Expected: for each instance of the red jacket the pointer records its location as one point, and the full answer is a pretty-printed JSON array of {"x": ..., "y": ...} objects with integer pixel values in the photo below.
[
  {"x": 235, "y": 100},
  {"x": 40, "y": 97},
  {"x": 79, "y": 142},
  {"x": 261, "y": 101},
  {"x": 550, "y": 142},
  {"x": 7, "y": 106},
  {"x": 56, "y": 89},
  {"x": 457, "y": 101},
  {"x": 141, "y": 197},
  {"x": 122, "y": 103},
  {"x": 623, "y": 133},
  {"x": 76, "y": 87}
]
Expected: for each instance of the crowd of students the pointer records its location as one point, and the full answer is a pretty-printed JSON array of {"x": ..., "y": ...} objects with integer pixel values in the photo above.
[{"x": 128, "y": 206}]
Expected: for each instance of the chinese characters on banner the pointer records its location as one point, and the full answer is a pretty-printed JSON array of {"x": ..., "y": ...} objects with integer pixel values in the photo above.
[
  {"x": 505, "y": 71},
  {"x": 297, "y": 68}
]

○ ○ ○

◆ **WORK TO COMPLETE**
Reproduce every one of the entries above word for word, keeping each line unchanged and in its original order.

◆ **SOLUTION**
Expected: for each instance of the red jacket the pointer records its location as one point, and the full answer is a pretty-printed JSON array of {"x": ..., "y": ...} objects with integer pixel values in the photo below.
[
  {"x": 235, "y": 100},
  {"x": 40, "y": 97},
  {"x": 79, "y": 142},
  {"x": 261, "y": 101},
  {"x": 550, "y": 142},
  {"x": 7, "y": 106},
  {"x": 56, "y": 89},
  {"x": 457, "y": 101},
  {"x": 141, "y": 197},
  {"x": 122, "y": 103},
  {"x": 623, "y": 133},
  {"x": 76, "y": 87}
]
Expected: for each instance of the crowd of students the pointer records its location as one point, and the full answer is a pretty-printed JSON array of {"x": ..., "y": ...} objects with integer pixel values in the photo above.
[{"x": 128, "y": 206}]
Expected: for each instance of the chinese characters on banner the pointer records its location as one point, and the full answer is a pretty-printed JSON array of {"x": ..., "y": ...} objects with integer pixel values in the photo above.
[
  {"x": 505, "y": 71},
  {"x": 297, "y": 68}
]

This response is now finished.